## SHORT PROBLEM
All entries below are to be set down again, identical to the source.

## Items from a data source
┌──
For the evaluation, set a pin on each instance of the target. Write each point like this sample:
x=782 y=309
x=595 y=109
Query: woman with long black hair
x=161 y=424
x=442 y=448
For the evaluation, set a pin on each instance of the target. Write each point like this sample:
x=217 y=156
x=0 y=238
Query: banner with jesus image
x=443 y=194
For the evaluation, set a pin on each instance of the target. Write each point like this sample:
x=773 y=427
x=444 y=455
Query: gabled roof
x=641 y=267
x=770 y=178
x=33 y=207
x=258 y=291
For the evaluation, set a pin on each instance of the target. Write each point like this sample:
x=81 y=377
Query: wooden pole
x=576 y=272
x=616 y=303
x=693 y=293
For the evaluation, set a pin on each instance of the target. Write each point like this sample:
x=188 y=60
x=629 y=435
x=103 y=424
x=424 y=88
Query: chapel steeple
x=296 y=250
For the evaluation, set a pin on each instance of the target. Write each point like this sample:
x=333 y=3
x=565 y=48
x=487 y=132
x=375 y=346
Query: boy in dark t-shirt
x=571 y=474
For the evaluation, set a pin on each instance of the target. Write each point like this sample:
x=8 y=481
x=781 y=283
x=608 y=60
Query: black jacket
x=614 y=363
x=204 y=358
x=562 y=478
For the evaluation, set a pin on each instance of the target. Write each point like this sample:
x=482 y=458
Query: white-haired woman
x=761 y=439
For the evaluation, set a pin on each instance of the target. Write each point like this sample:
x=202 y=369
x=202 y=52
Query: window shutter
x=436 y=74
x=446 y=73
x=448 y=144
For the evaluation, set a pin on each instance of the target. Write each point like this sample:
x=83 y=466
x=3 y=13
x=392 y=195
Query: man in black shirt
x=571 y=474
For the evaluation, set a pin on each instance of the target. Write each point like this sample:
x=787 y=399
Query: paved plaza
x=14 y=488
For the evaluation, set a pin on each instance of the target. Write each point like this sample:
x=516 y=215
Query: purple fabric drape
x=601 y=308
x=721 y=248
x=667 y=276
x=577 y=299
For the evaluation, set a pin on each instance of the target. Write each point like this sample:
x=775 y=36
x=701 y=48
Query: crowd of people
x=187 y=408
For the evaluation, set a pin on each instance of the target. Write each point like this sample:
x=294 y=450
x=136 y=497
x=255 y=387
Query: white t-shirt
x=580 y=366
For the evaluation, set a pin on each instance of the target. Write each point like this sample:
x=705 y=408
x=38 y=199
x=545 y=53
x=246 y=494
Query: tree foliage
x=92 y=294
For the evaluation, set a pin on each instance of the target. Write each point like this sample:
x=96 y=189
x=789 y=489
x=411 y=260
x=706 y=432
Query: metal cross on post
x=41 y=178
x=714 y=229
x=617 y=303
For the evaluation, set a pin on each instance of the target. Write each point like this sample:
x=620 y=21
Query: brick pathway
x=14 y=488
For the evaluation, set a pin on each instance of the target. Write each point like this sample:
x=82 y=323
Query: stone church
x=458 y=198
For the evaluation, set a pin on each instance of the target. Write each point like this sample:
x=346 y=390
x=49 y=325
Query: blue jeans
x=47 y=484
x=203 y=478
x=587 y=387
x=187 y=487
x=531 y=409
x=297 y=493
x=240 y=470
└──
## REPLY
For the evaluation, set a pin on each instance of the target. Write each point like this sample:
x=782 y=309
x=595 y=109
Query: woman with long black hair
x=161 y=424
x=442 y=448
For the evaluation, set a pin on each instance of the target. Write each point like this sample:
x=217 y=156
x=0 y=238
Query: banner with jesus image
x=443 y=194
For the evaluation, set a pin on each instance of the target. Write each point like this sample:
x=773 y=427
x=444 y=455
Query: gabled roof
x=641 y=267
x=770 y=178
x=33 y=207
x=258 y=291
For the evaluation, set a pin on each instance of the target. Write each point like this sample:
x=81 y=377
Query: wooden pole
x=576 y=272
x=616 y=303
x=693 y=293
For the evaluation, set a pin on each instance of the target. Write each point like this sample:
x=188 y=60
x=629 y=435
x=103 y=424
x=424 y=88
Query: chapel steeple
x=296 y=250
For the evaluation, set a pin on each instance of the target. Write each point like this sample:
x=333 y=3
x=565 y=48
x=487 y=132
x=375 y=346
Query: boy in dark t-shirt
x=571 y=474
For the evaluation, set a pin on each instance of the target. Write each point like this sample:
x=8 y=481
x=781 y=283
x=608 y=60
Query: black jacket
x=614 y=363
x=204 y=358
x=562 y=478
For the evaluation, set a pin on each instance of the target. Write each point like this sample:
x=482 y=458
Query: white-haired woman
x=761 y=439
For the evaluation, set a pin on each instance of the target. Write each point like this sample:
x=202 y=369
x=202 y=52
Query: window shutter
x=436 y=74
x=446 y=73
x=448 y=144
For the evaluation, set a pin on each instance of the target. Write each point like this sample:
x=83 y=466
x=3 y=13
x=392 y=195
Query: man in black shirt
x=571 y=474
For the evaluation, set a pin on each instance of the target. Write each point like this sample:
x=787 y=399
Query: paved plaza
x=14 y=488
For the evaluation, set a pin on each instance of the target. Write each point like this sample:
x=516 y=215
Query: purple fabric drape
x=601 y=308
x=721 y=248
x=667 y=276
x=577 y=299
For the evaluation, set a pin on each instance of the target. Write each point like this sample:
x=775 y=36
x=701 y=48
Query: crowd of people
x=187 y=408
For the evaluation, set a pin on each instance of the target. Write each point like this sample:
x=294 y=450
x=136 y=497
x=255 y=387
Query: white t-shirt
x=580 y=366
For the evaluation, set a pin on each instance of the target. Write each point like this sample:
x=705 y=408
x=38 y=199
x=545 y=53
x=246 y=494
Query: tree foliage
x=92 y=294
For the evaluation, set a pin on each instance of the target. Write each point like this sample:
x=96 y=189
x=789 y=489
x=411 y=260
x=706 y=432
Query: metal cross on post
x=41 y=178
x=714 y=229
x=617 y=303
For the evaluation, set a pin on each instance of the target. Write each point like this sample:
x=620 y=21
Query: brick pathway
x=14 y=488
For the evaluation, set a pin on each instance of the target. Write each point like this sample:
x=82 y=323
Query: stone church
x=458 y=198
For the evaluation, set a pin on each instance of the target. Write each point like this sample:
x=346 y=390
x=49 y=325
Query: blue jeans
x=47 y=484
x=203 y=478
x=587 y=387
x=187 y=487
x=531 y=409
x=297 y=493
x=240 y=470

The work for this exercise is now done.